**Source material:**
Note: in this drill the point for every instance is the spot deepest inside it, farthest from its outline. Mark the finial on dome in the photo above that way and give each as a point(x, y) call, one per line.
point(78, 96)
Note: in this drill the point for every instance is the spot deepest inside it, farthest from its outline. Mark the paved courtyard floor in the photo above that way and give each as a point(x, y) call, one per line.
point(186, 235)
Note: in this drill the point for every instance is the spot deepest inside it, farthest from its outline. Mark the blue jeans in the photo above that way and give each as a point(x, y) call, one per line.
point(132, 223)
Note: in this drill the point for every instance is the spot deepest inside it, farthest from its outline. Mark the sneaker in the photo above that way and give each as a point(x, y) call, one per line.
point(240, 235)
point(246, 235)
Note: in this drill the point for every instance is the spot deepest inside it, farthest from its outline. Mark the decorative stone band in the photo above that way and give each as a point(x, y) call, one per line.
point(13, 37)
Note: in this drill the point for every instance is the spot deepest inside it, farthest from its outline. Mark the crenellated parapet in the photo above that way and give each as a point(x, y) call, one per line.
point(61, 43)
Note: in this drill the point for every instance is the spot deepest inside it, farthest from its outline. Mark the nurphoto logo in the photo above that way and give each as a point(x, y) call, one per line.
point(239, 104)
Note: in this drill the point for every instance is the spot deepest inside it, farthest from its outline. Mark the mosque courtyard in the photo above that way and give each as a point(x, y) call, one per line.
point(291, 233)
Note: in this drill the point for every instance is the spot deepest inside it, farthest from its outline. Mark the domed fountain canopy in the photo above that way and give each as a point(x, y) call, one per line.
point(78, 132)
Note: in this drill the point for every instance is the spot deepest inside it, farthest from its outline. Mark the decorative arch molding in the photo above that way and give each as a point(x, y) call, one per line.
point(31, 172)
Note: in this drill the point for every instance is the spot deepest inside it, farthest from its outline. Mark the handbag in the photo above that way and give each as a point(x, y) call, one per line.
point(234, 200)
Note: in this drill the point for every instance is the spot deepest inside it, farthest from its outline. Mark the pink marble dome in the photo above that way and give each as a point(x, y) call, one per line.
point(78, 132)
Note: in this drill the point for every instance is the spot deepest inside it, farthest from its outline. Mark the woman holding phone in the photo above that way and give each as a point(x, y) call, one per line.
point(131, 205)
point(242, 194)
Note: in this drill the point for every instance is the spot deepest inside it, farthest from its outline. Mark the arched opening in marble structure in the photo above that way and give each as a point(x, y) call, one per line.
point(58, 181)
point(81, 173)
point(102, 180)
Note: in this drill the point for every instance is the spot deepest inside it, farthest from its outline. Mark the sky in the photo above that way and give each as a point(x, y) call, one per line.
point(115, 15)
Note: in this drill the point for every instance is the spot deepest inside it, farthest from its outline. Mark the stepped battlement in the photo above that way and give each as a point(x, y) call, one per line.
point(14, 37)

--

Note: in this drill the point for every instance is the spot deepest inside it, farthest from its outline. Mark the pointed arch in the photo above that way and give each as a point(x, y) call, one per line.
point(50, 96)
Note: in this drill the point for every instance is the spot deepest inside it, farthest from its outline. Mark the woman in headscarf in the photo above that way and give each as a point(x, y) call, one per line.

**What to produce:** Go through the listing above and write out exactly the lines starting with the one holding "Mark the pointed" and running through the one holding "the woman in", ends included, and no others.

**Exercise result:**
Note: in this drill the point for every instance is the spot deepest inside it, farthest from its outline. Mark the pointed arch in the photo above that way and give each as a point(x, y) call, one per line.
point(50, 96)
Note: in this drill the point for every instance is the spot deepest inside it, farthest from its outline. Mark the woman in headscarf in the photo above that way and give each as a point(x, y) call, one per line.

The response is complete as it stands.